Instructions to follow:
Give the line containing "Can you see the rowhouse" again, exactly, along with all later lines of the entries, through the last one.
<<<<
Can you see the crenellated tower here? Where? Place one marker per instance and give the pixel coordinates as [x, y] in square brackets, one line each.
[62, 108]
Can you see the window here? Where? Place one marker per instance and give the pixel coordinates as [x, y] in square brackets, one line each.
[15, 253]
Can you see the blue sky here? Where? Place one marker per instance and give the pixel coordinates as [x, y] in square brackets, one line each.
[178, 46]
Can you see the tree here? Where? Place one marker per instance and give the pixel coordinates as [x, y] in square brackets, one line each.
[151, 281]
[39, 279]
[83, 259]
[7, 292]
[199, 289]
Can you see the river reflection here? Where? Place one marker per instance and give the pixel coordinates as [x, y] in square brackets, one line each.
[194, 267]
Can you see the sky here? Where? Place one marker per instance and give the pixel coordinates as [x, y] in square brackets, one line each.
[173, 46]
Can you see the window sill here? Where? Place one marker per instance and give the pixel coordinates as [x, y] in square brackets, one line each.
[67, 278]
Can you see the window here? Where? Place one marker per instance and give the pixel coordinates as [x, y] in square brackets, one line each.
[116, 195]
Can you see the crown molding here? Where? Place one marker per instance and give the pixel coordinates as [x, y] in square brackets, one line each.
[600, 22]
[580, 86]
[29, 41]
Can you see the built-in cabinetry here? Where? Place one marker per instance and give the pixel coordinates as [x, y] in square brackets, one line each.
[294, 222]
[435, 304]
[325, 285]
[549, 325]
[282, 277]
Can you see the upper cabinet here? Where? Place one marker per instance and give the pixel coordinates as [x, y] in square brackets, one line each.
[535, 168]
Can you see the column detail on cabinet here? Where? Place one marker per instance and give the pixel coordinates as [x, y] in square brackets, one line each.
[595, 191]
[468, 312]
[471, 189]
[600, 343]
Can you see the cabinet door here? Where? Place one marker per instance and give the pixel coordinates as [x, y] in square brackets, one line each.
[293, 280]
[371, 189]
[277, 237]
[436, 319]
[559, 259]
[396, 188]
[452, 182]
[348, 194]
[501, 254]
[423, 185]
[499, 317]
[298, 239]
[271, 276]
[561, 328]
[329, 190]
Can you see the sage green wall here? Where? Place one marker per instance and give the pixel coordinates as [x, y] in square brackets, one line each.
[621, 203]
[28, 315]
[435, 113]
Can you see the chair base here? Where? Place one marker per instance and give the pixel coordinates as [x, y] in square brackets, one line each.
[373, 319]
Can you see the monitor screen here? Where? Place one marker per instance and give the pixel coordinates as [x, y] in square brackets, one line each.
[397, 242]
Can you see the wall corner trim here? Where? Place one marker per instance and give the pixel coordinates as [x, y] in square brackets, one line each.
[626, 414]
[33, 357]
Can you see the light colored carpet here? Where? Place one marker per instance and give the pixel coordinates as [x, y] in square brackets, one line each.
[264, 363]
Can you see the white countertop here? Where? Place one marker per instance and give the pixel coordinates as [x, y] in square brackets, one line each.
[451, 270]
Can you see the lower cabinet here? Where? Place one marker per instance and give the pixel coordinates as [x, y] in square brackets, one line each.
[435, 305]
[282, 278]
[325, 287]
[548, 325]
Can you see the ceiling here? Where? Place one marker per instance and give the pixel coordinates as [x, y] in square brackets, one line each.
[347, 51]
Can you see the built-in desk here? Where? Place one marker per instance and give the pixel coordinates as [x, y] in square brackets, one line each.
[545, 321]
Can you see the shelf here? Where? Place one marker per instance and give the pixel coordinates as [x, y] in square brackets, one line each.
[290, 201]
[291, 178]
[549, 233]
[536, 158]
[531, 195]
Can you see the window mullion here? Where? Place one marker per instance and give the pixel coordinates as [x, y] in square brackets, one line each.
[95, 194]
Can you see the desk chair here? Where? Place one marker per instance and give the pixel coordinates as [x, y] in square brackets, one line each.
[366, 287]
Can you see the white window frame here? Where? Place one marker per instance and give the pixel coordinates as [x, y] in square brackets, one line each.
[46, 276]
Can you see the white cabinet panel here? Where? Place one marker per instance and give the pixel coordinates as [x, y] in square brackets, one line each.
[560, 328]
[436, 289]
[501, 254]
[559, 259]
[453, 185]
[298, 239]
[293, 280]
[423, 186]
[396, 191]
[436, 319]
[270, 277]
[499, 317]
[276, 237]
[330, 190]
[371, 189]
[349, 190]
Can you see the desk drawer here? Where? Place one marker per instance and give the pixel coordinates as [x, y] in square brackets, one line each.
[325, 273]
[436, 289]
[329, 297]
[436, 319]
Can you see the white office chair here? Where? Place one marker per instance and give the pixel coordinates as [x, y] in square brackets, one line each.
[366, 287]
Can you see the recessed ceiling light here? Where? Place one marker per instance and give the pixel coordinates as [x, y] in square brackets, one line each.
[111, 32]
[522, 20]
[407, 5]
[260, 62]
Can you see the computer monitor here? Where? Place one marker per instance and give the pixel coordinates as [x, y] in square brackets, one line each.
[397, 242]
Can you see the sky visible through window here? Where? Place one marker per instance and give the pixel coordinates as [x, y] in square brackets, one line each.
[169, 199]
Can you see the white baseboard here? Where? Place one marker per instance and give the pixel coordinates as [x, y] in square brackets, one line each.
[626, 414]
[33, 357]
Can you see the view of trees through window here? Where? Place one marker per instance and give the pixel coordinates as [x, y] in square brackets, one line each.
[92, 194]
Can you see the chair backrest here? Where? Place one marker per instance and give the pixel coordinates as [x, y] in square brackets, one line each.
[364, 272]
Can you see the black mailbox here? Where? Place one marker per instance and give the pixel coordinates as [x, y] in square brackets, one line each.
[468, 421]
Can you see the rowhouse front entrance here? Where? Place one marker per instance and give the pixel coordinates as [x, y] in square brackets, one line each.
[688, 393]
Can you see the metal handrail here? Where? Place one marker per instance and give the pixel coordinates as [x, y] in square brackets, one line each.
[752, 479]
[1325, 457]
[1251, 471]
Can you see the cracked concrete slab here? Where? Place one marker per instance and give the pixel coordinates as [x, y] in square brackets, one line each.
>>>>
Reply:
Can you see the rowhouse front entrance here? Where? Place one marker per instance and give the pixel coordinates as [x, y] in square brackets, one line each.
[688, 393]
Can you see the metal handrail here? Where? Place one marker per instance and give the pixel coordinates as [x, y] in square brackets, one line each.
[752, 479]
[1325, 457]
[1251, 471]
Can you see the cracked concrete slab here? Where? Place one marker per instance and give the pixel coordinates as [x, y] in square brackets, one line each.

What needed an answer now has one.